**Directive 1**
Can you render part of the records below as a numbered list with blank lines left out? Begin at the line that has "task: mark the region of the yellow flower bud" and stop after the last line of the records, and leave the pictures out of your answer.

>> BEGIN Passage

This is not a post about the IDEC@EUDEC conference, nor about my likely-dead iPhone.

Yesterday, after about 23 hours in a bus, we arrived in Leipzig, back from the terrific IDEC@EUDEC conference in England. We both still had (and have) a bit of a head cold or flu, which was going around at the conference and hit me a few days before the end, so we were altogether extremely exhausted upon arrival. We decided to spend the day in bed, watching movies and shows and napping occasionally, holding out until nightfall for the real sleep.

When we finally did go to sleep, Sabine was feeling nauseous, and so she put a bucket with a little water next to the bed in case it was needed. We slept like two large stones.

When we woke up some time before noon today, I noticed a tall lamp was lying horizontally on the floor. Soon after, however, Sabine held up my iPhone by its charging cable, dripping with water from the bucket. It had just spent some unknown number of hours in the water.

The iPhone is now drying (in a box of rice), now and for another day and a half, before I risk trying to turn it on. But it’s not likely to recover. I’m relieved the combination of power cable and water bucket didn’t do any further damage, really.

I’m sad that my dear iPhone is (probably) dead. I use it a lot, I haven’t had it for all that long (just over a year), and most of all, I can’t really afford to replace it right now. I recently bought a very good new laptop, one I expect to use for a few years, but which depleted my bank account and then some.

I’m living beyond my means, on bank credit, and that’s what this post is really about.

Don’t get me wrong. My debt is tiny, so small it should be insignificant. But it’s not, because I live on a very low income, and small sums seem pretty big when you live on a low income. And the reason I live on such a low income is that, due to my studies and activism, I haven’t found time to make money. My main source of income is the federal German student support program – which is a pretty good deal, considering it’s only around a dozen hours of painful bureaucracy a year, for which I receive just enough money to live at a reasonable standard of living.

For the past few months, I’ve been thinking quite a lot about the big role money plays in, basically, everything that goes on in the world. I don’t have any big conclusion to share on the global issues, but on the personal level, it has already become clear to me that I will have to find a way to seriously increase my income if I want to live a fulfilling and active life. That’s not to say that I like or favor the monetary systems of the world as they are today. I rather don’t. But as long as the world is organized the way it is organized, and as long as I insist on living in a city, using the latest technology, and trying to change things in the world of people, money is going to be vital.

This isn’t all that bad, because there are always things I enjoy doing (even if I only enjoy them a little) which I can get money for. I just stepped down from EUDEC Council to focus on my studies and finish my degree, and that’s what I’m going to do from now until the end of February, but after that, I see a whole world of possibilities spread out in front of me.

The most obvious option is to work for EUDEC. As I’ve mentioned, EUDEC is working on hiring a paid coordinator, to make sure things work smoothly without relying too heavily on volunteers. I’m probably going to apply for that position, and if it works out, it would be a real dream job (and a good deal for EUDEC, I think).

Another obvious option is translation. I’ve done translations occasionally, I know several translators, and I know that if ever I need to just find any work I can find, translation will always be possible. The downside, as all translators know, is that the stream of work can be less than steady, leaving you without an income for months at a time, sometimes.

>> END Passage

**Directive 2**
In the post about the soaked iPhone, how long was the bus ride back to Leipzig?

>> BEGIN Record extracts

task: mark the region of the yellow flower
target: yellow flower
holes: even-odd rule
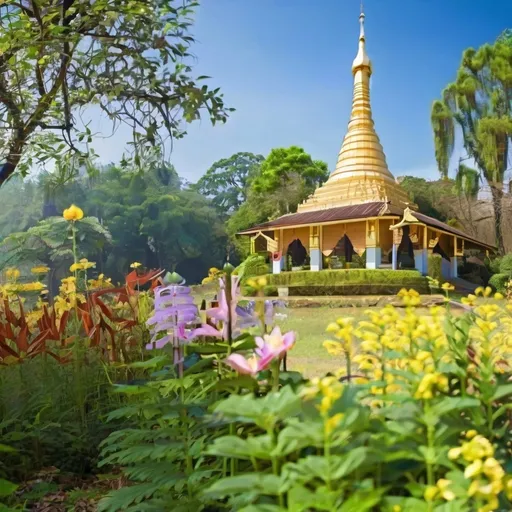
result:
[[[327,435],[331,434],[332,431],[341,423],[343,419],[343,414],[338,413],[326,420],[325,422],[325,433]]]
[[[21,272],[14,267],[10,267],[5,271],[5,277],[7,279],[12,279],[13,281],[16,281],[21,276]]]
[[[46,265],[38,265],[37,267],[32,267],[30,272],[32,272],[32,274],[47,274],[50,272],[50,269]]]
[[[439,489],[439,494],[446,501],[452,501],[455,499],[455,493],[449,489],[451,485],[451,480],[446,480],[441,478],[437,481],[437,488]]]
[[[467,297],[462,297],[462,304],[466,304],[466,306],[475,306],[476,305],[476,295],[469,294]]]
[[[84,218],[84,212],[78,206],[72,204],[69,208],[64,210],[62,216],[69,221],[75,222],[77,220],[82,220]]]
[[[439,494],[439,489],[435,485],[429,485],[423,493],[425,501],[434,501]]]

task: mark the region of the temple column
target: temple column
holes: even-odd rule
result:
[[[451,258],[451,277],[456,279],[459,277],[459,269],[458,269],[458,261],[457,261],[457,255],[459,254],[457,250],[457,237],[453,237],[453,257]]]
[[[321,226],[309,227],[309,267],[313,272],[322,270]]]
[[[274,254],[279,254],[279,259],[272,259],[272,273],[280,274],[284,269],[285,255],[283,254],[283,230],[279,229],[274,231],[274,240],[277,245],[277,250]],[[274,256],[272,256],[274,258]]]
[[[391,268],[393,270],[398,269],[398,245],[393,244],[393,247],[391,248]]]
[[[366,221],[366,268],[379,268],[382,263],[382,250],[379,247],[379,223]]]
[[[416,270],[426,276],[428,274],[428,238],[427,226],[423,227],[423,248],[414,251],[414,263]]]

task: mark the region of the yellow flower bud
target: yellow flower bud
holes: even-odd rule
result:
[[[78,206],[72,204],[69,208],[64,210],[62,216],[71,222],[75,222],[77,220],[82,220],[84,218],[84,212]]]

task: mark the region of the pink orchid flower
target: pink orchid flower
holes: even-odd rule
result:
[[[270,361],[271,359],[264,360],[255,355],[246,359],[242,354],[231,354],[225,362],[238,373],[255,377],[259,372],[267,369]]]
[[[256,336],[255,341],[258,347],[255,350],[256,354],[264,360],[271,361],[276,357],[282,358],[295,345],[295,333],[289,331],[283,335],[277,326],[270,334],[264,334],[263,338]]]

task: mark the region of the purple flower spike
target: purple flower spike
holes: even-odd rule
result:
[[[146,348],[162,348],[167,343],[181,344],[192,339],[192,333],[187,333],[185,326],[197,317],[198,310],[190,288],[177,284],[155,288],[155,311],[147,321],[152,336]]]

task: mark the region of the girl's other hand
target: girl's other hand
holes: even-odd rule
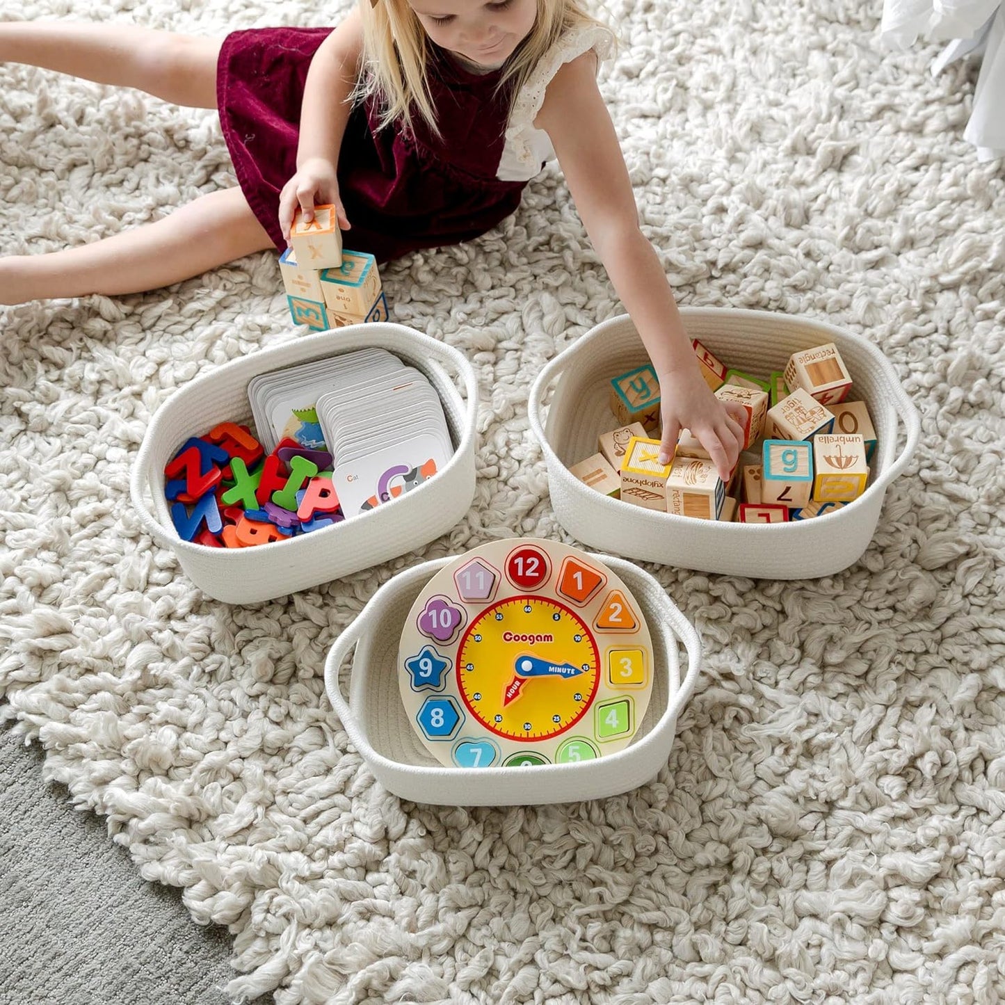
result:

>> END Record extracts

**Output 1**
1. task: mark the region of the yellow flower bud
2. target: yellow flower bud
3. holes: even-odd rule
4. result:
5. [[[78,206],[72,204],[69,208],[64,210],[62,216],[71,222],[75,222],[77,220],[82,220],[84,218],[84,212]]]
6. task: mark the region of the pink orchid flower
7. target: pink orchid flower
8. holes: even-odd rule
9. result:
10. [[[270,361],[271,359],[264,360],[255,355],[246,359],[242,354],[231,354],[225,362],[238,373],[255,377],[259,372],[267,369]]]
11. [[[256,336],[255,341],[258,347],[255,350],[256,354],[264,360],[271,361],[276,357],[282,358],[295,345],[295,333],[289,331],[283,335],[277,326],[270,334],[264,334],[263,338]]]
12. task: mark the region of the purple flower spike
13. target: purple flower spike
14. holes: even-odd rule
15. result:
16. [[[146,348],[162,348],[167,343],[181,344],[192,339],[192,333],[187,333],[185,326],[197,317],[198,310],[190,288],[177,284],[155,288],[155,311],[147,321],[152,336]]]
17. task: mark the region of the girl's other hand
18. target: girl's other hand
19. holes: even-odd rule
20. result:

**Output 2**
About 23 hours.